# Exercise instructions
**1.** Answer these from the passage on Canadian health care, one line each:
(a) In which publication did Rachel Aiello's interview with Rona Ambrose appear?
(b) What does the Minister say governments can no longer afford to do?
(c) Which three areas does the writer want the reformed system to make rapid progress on?
**2.** Please list everyone the Minister says "we need to work with" in the passage on Canadian health care.

# Extract provided
---+---

Rachel Aiello published an interview with Health Minister Rona Ambrose yesterday in the Hill Times (paywall). Aiello asked what was the single biggest challenge facing Canadian health care today and the Minister replied:

The need for innovation is one of the most pressing public policy challenges of our time. We are in a new world, in economic and fiscal terms, and health-care systems need to adapt. Governments can no longer afford to throw money at the problem as they did in the previous years. Instead, we need to work with the provinces, territories, and stakeholders to achieve better value for money, so that our collective investment in health care produces the best possible health outcomes.

I agree completely. We need to reform a frozen Canadian health care system so that it makes rapid progress on improving population health outcomes, the patient experience of care, and the equity in health outcomes. Moreover, we cannot expect a significant increase in spending, so we have to achieve higher value for our health care dollars, delivering services more efficiently and getting greater productivity out of the health care workforce.

---+---

# Records supplied

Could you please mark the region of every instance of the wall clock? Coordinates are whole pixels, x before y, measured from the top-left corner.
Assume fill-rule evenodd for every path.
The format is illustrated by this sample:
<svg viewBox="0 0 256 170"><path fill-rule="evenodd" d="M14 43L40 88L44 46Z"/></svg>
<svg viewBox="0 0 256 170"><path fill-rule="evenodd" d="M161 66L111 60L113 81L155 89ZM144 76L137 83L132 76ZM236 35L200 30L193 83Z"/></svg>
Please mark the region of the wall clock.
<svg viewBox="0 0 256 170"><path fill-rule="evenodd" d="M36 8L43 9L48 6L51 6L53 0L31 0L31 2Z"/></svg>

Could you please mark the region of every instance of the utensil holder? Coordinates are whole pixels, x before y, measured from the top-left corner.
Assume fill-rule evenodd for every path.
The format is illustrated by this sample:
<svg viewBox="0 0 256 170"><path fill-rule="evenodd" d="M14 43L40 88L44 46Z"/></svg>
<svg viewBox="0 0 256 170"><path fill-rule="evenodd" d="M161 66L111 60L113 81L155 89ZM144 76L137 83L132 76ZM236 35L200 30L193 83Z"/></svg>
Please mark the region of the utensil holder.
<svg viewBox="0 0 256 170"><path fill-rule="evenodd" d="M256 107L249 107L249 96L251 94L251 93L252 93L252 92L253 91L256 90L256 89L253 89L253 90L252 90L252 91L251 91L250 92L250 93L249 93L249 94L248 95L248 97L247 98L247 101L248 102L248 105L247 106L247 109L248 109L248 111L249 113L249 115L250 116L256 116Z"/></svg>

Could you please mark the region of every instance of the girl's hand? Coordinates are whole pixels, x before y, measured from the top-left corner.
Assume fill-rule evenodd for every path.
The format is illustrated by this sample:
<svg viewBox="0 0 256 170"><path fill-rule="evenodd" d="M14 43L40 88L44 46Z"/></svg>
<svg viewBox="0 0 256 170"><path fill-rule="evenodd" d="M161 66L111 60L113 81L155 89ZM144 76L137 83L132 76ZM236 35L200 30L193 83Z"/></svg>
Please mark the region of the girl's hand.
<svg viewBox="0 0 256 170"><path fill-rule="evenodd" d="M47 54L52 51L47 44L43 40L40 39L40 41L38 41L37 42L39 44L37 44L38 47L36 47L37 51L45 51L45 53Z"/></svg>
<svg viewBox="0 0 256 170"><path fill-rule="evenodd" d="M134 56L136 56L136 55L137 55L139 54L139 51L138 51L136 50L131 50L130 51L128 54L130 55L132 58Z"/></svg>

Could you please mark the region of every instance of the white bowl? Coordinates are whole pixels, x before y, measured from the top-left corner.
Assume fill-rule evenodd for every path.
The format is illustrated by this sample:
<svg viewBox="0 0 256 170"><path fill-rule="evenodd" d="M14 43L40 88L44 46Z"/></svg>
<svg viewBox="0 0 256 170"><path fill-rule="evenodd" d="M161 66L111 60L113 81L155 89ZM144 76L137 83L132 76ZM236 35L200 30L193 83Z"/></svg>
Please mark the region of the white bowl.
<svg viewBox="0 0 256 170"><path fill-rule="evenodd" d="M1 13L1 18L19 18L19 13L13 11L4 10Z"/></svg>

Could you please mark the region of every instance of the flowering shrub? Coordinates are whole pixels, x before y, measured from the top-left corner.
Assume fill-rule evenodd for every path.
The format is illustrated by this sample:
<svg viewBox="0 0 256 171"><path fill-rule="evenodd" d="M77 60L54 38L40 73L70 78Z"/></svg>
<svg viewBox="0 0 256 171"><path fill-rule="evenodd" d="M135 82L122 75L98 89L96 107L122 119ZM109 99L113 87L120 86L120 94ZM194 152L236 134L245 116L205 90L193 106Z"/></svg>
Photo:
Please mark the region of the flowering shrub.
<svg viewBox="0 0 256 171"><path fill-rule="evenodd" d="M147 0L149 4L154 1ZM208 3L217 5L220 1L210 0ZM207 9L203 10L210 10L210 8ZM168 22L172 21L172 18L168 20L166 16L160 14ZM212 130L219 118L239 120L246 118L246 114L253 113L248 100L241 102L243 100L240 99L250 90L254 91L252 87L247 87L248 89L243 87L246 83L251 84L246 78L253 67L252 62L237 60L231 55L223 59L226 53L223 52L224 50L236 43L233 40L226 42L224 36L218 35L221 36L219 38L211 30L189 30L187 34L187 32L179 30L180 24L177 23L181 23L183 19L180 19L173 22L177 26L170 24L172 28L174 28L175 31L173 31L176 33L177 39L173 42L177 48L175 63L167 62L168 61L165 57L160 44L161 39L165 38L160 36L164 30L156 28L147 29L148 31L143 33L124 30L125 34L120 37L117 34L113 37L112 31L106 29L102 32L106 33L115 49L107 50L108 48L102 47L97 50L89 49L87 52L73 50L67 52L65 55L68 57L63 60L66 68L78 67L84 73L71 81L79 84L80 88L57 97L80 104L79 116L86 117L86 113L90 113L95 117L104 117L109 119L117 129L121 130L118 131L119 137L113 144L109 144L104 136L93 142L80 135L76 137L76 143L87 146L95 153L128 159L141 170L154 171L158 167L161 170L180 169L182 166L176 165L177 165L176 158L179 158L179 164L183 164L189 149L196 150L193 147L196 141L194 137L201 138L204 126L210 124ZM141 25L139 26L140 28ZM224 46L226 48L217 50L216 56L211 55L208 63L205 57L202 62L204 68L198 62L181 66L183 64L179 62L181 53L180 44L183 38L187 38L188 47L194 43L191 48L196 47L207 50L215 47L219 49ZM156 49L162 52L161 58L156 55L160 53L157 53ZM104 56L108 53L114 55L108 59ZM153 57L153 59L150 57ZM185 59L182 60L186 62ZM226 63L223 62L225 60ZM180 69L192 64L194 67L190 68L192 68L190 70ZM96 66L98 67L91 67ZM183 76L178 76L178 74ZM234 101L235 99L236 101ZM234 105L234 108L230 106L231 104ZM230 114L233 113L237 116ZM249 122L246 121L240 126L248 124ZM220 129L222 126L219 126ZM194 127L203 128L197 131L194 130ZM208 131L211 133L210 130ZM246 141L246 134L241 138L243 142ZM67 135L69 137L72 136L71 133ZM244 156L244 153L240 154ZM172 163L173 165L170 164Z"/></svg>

---+---

# Answers provided
**1.**
(a) The Hill Times.
(b) Throw money at the problem as they did in previous years.
(c) Improving population health outcomes, the patient experience of care, and the equity in health outcomes.

**2.** The provinces, the territories, and stakeholders.